Stated problem ▸ Copy the data below line for line, changing nothing.

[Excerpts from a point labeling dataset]
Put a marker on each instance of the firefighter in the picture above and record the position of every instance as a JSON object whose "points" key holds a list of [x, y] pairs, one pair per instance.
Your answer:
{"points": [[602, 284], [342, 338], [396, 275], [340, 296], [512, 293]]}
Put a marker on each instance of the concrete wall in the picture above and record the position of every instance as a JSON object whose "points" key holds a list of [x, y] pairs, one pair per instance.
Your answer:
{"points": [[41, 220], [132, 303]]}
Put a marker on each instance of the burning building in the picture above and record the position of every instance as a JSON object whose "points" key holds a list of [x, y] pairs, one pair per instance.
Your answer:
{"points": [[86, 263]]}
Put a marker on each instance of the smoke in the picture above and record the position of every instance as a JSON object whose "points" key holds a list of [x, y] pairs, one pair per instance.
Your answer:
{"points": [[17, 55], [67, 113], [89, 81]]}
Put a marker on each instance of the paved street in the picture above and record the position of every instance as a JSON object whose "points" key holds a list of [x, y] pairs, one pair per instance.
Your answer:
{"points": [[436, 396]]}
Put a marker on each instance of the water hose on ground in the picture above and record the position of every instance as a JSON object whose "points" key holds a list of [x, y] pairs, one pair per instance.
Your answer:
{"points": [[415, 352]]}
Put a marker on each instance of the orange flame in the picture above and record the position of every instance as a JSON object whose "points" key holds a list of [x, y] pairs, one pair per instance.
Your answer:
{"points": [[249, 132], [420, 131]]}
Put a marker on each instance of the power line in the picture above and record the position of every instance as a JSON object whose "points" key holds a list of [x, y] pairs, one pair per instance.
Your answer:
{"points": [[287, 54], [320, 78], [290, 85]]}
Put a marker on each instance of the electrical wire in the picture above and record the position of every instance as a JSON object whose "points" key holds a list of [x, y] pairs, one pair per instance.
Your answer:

Reply to the task ▸
Put a marker on each instance of the firefighter in the picture above and record the position of every instance as a JSON object whose "points" key holds a list of [x, y] pairs, one pair per instance.
Your answer:
{"points": [[602, 284], [342, 338], [396, 275], [340, 296], [512, 293]]}
Put a marker on each instance of the concrete wall in the picture above and record the position of every instance as a JSON object whose "points" key holds a list of [x, y] pairs, one pair per instance.
Your answer:
{"points": [[41, 220], [132, 303]]}
Put a marker on each instance of the burning building in the picture above and record the position of every instance as a JSON object whose "points" key holds a list of [x, y] pairs, one pair per instance.
Your answer:
{"points": [[86, 263]]}
Put a marker on each instance of the smoke in the picture above and record the position of every instance as a JSON object whose "points" key holds a list of [x, y] pairs, one pair per instance.
Your answer:
{"points": [[17, 55], [67, 113], [89, 81]]}
Put a marker on each instance of the paved street in the picture above and record the position of every instance as a JSON object whose "points" key holds a list of [x, y] pairs, one pair per instance.
Your answer:
{"points": [[436, 396]]}
Put a marker on each instance of the water hose on ground in the picture above and record the position of every instance as a JSON object whose "points" key holds a list of [x, y] pairs, one pair per instance.
Your answer:
{"points": [[415, 352]]}
Put a marker on each instance of the orange flame in the picture above and record the position of every instance as a JSON object whose "points" key holds a list of [x, y] pairs, one pair per instance.
Your answer:
{"points": [[249, 132], [420, 131]]}
Put a marker on each instance of the power line in the picture above and record the position of every instance as a JSON object whose "points" key holds a list of [x, y] pairs, one pair per instance.
Your answer:
{"points": [[287, 54], [320, 78], [290, 85]]}
Put a marker on each instance of the electrical wire in the picture above and record the position of every instance as a JSON object whose "points" key holds a list of [x, y] pairs, one pair per instance.
Your answer:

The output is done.